Task inputs:
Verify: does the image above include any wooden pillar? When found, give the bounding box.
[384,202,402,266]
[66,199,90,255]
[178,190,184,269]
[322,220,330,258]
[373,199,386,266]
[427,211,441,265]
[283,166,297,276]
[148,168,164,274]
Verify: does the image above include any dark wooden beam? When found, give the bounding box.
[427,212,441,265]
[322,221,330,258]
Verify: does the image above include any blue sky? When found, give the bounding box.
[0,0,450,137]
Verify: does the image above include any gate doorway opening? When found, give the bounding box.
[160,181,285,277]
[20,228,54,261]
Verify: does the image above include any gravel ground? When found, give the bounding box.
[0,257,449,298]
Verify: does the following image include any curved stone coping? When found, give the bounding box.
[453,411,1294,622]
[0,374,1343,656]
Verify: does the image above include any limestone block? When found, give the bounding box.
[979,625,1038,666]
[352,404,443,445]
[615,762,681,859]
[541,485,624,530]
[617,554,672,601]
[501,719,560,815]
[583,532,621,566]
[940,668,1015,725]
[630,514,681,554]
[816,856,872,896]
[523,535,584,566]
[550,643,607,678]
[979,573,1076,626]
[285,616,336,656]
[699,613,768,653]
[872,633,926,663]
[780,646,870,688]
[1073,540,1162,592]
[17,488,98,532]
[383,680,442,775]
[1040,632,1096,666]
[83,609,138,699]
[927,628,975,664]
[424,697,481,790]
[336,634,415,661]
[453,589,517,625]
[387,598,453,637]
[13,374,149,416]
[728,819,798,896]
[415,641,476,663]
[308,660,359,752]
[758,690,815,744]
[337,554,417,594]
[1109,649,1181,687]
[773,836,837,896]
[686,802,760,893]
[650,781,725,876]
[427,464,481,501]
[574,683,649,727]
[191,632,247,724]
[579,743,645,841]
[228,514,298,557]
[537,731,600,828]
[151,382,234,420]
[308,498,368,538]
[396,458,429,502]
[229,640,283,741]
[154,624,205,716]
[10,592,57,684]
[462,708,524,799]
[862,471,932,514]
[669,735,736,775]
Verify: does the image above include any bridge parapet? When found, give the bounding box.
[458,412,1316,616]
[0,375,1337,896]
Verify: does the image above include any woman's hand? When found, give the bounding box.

Instruction: Could you render every one of the lines above as a Markdown table with two columns, Row and Line, numbering the rows in order and omitting any blank lines?

Output below:
| Row | Line |
|---|---|
| 1 | Verify: does the image above include any wooden pillar? When found, give the bounding box. |
| 2 | [384,202,402,266] |
| 3 | [66,199,90,255] |
| 4 | [178,190,184,269] |
| 5 | [322,220,330,258] |
| 6 | [373,199,386,266] |
| 7 | [427,211,441,265] |
| 8 | [283,166,297,276] |
| 9 | [148,168,164,274] |
| 10 | Verify: does the image above include any dark wooden beam? When found, give the bounding box. |
| 11 | [427,212,441,265] |
| 12 | [322,221,330,258] |
| 13 | Verify: does the image above include any blue sky? When found, give the bounding box. |
| 14 | [0,0,450,137] |
| 15 | Verify: does the image above include any gate doorway opening? When found, give the bounding box. |
| 16 | [160,181,285,277] |
| 17 | [20,228,54,261] |
| 18 | Verify: does the image above include any gravel ground? When found, give the bounding box. |
| 19 | [0,257,449,298] |
| 20 | Verify: does the following image include any curved stone coping? When found, give the bounding box. |
| 21 | [453,411,1294,622] |
| 22 | [0,374,1343,656] |
| 23 | Verify: does the image above include any limestone block? When found, give the bounding box. |
| 24 | [979,625,1038,666] |
| 25 | [352,404,443,445] |
| 26 | [615,762,681,859] |
| 27 | [541,485,624,530] |
| 28 | [617,554,672,601] |
| 29 | [501,719,560,815] |
| 30 | [583,532,621,566] |
| 31 | [940,668,1015,725] |
| 32 | [630,514,681,554] |
| 33 | [816,856,872,896] |
| 34 | [523,535,584,566] |
| 35 | [550,643,607,678] |
| 36 | [979,573,1076,626] |
| 37 | [285,616,336,656] |
| 38 | [699,613,768,653] |
| 39 | [872,633,926,663] |
| 40 | [780,646,870,688] |
| 41 | [1073,540,1162,592] |
| 42 | [17,488,98,532] |
| 43 | [383,680,442,775] |
| 44 | [1040,632,1096,666] |
| 45 | [83,609,138,699] |
| 46 | [927,628,975,664] |
| 47 | [424,697,481,790] |
| 48 | [336,634,415,661] |
| 49 | [453,589,517,625] |
| 50 | [387,598,453,637] |
| 51 | [13,374,149,416] |
| 52 | [728,819,798,896] |
| 53 | [415,641,476,663] |
| 54 | [308,660,359,752] |
| 55 | [758,690,815,744] |
| 56 | [337,554,417,594] |
| 57 | [1109,649,1181,687] |
| 58 | [773,836,837,896] |
| 59 | [686,802,760,893] |
| 60 | [650,781,725,876] |
| 61 | [427,464,481,501] |
| 62 | [574,683,649,727] |
| 63 | [191,632,247,724] |
| 64 | [579,743,645,841] |
| 65 | [228,514,298,557] |
| 66 | [537,731,600,828] |
| 67 | [151,382,234,420] |
| 68 | [308,498,368,538] |
| 69 | [396,458,429,502] |
| 70 | [229,640,283,741] |
| 71 | [154,624,205,716] |
| 72 | [10,592,57,684] |
| 73 | [462,708,524,799] |
| 74 | [862,471,932,514] |
| 75 | [669,735,736,775] |
| 76 | Verify: does the image above include any bridge parapet? When found, give the bounding box. |
| 77 | [458,412,1316,616] |
| 78 | [0,375,1337,896] |
| 79 | Verify: does the image above include any woman's hand? When found, give the bounding box. |